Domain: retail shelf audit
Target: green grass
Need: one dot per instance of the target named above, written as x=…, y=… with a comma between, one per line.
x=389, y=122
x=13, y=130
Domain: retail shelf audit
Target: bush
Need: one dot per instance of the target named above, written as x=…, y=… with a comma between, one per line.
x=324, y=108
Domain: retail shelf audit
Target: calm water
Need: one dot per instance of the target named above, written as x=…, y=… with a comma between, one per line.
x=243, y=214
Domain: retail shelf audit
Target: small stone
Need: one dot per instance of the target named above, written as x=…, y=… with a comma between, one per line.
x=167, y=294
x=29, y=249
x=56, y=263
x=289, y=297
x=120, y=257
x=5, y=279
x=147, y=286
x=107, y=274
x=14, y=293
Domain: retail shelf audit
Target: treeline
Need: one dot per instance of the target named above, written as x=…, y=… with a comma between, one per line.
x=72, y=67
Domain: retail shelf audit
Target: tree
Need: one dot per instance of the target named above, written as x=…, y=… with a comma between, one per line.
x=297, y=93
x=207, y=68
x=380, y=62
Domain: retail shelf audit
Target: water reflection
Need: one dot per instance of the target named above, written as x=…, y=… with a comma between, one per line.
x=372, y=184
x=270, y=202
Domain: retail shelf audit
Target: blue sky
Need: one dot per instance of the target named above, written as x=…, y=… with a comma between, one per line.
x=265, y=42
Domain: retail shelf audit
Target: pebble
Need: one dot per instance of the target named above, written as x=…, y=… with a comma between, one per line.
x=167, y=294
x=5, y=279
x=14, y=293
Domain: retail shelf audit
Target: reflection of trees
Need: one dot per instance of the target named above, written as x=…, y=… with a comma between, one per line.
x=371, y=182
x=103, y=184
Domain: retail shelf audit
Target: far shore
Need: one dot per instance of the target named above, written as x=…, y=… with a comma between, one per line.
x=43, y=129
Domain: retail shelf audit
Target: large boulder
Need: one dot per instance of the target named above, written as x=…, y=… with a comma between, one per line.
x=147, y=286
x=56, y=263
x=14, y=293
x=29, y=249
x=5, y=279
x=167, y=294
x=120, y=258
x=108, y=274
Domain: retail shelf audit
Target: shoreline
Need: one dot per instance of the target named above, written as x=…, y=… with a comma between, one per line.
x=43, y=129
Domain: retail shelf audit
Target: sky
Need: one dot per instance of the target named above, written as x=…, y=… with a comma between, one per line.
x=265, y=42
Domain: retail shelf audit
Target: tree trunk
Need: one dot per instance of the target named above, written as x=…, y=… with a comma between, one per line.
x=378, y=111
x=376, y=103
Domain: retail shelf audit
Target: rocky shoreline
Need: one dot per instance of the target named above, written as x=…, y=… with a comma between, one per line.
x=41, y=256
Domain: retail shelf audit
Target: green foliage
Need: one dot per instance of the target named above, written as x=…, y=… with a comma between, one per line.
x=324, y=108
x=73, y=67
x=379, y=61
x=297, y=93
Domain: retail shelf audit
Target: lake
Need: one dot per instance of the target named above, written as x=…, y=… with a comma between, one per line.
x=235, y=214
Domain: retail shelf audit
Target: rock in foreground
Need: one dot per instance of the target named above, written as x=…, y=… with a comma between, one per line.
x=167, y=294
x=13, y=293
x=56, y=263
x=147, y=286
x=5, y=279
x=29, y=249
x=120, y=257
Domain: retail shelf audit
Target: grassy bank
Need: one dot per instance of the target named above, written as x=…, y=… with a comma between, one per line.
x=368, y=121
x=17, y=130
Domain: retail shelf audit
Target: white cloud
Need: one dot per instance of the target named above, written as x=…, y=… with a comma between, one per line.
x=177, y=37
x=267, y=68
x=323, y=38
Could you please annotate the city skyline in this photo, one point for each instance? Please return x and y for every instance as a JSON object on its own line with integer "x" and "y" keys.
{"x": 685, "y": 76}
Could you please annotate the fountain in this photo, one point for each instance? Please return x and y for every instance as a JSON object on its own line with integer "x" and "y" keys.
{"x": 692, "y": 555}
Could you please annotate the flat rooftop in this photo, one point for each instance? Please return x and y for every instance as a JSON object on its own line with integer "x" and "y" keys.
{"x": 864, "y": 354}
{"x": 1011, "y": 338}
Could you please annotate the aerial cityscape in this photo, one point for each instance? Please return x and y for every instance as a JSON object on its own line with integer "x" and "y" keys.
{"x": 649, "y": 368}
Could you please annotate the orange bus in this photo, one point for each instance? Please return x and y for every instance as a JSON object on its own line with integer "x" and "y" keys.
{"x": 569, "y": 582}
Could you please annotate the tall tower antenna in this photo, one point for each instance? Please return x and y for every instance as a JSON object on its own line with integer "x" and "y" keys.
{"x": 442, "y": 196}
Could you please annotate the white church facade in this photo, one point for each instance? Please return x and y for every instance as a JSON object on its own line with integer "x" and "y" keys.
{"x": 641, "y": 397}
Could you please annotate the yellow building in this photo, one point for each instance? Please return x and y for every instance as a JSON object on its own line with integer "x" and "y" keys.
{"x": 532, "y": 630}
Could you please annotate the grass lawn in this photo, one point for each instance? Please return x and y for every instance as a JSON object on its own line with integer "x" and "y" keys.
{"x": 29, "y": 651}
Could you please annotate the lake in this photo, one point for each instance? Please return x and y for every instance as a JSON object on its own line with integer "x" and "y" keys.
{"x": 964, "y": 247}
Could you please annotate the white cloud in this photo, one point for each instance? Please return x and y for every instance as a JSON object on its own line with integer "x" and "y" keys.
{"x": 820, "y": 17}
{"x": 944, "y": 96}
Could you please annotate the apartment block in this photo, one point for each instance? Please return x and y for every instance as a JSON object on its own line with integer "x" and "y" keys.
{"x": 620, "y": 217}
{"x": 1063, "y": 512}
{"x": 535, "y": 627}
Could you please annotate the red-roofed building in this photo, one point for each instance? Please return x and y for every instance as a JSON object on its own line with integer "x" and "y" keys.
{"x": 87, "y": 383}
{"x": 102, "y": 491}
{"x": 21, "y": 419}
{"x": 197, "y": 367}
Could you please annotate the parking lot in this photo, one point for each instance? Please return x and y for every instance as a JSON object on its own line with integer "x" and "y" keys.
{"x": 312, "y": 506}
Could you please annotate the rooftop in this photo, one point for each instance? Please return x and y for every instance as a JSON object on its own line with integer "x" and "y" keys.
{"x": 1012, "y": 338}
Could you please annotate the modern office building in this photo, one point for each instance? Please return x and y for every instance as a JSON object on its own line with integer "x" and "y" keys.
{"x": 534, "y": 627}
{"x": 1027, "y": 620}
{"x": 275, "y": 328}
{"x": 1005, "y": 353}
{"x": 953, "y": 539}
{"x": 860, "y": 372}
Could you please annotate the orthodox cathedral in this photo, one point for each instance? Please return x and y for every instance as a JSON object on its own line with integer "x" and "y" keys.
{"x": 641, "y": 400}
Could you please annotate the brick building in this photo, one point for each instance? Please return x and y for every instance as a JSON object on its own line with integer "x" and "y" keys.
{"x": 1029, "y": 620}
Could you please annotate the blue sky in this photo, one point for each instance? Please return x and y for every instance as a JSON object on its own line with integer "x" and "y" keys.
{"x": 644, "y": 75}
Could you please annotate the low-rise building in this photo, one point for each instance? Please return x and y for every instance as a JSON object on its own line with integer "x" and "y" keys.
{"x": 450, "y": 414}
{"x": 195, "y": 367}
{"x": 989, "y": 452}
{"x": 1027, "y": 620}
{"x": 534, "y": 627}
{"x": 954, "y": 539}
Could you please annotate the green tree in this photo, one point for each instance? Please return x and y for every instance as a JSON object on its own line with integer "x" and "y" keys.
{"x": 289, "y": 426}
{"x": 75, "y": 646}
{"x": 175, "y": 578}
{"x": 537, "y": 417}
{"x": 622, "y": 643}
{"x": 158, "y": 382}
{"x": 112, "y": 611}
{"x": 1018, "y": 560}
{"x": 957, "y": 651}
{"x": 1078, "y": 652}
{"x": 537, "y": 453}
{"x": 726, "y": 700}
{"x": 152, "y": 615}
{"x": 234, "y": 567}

========================

• _Exercise task_
Repeat exactly, and only, the lines from the line with "Could you please annotate the modern" through the end of the listing above, both ends included.

• _Reply_
Could you please annotate the modern office building in this photo, one point for each instance? Please return x and y for every instance as a JSON object on its own line with integer "x" and "y" keys.
{"x": 534, "y": 627}
{"x": 1027, "y": 620}
{"x": 275, "y": 328}
{"x": 1005, "y": 353}
{"x": 953, "y": 539}
{"x": 860, "y": 372}
Could you please annotate the orthodox cathedral in this photo, one point for each instance? Please return x and y for every instance as a JSON object on its own line with integer "x" and "y" keys.
{"x": 641, "y": 400}
Could you please annotate the brick building in this photo, one point for each instance? Please return x and y for every instance as a JSON object on its own line with integer "x" and "y" keys.
{"x": 1029, "y": 620}
Could you please annotate the blue sky in this photo, one point for each instance? Please return x and y for every instance as a JSON object on its own line with integer "x" and "y" keys.
{"x": 644, "y": 75}
Could you please annotate the low-rise building in this photo, one point for each instance? Please return x and y for every instance as a JSON object on its own line with integer "x" and "y" keys.
{"x": 450, "y": 414}
{"x": 195, "y": 367}
{"x": 989, "y": 452}
{"x": 1027, "y": 620}
{"x": 534, "y": 627}
{"x": 954, "y": 539}
Could you please annotate the green tree in this photo, one point for each instance? Please return x and y for every instance as a JSON object on its own line with integer "x" and "y" keys.
{"x": 289, "y": 426}
{"x": 75, "y": 646}
{"x": 175, "y": 578}
{"x": 537, "y": 417}
{"x": 622, "y": 643}
{"x": 158, "y": 382}
{"x": 112, "y": 611}
{"x": 1018, "y": 560}
{"x": 957, "y": 651}
{"x": 1078, "y": 652}
{"x": 537, "y": 453}
{"x": 726, "y": 700}
{"x": 152, "y": 615}
{"x": 234, "y": 567}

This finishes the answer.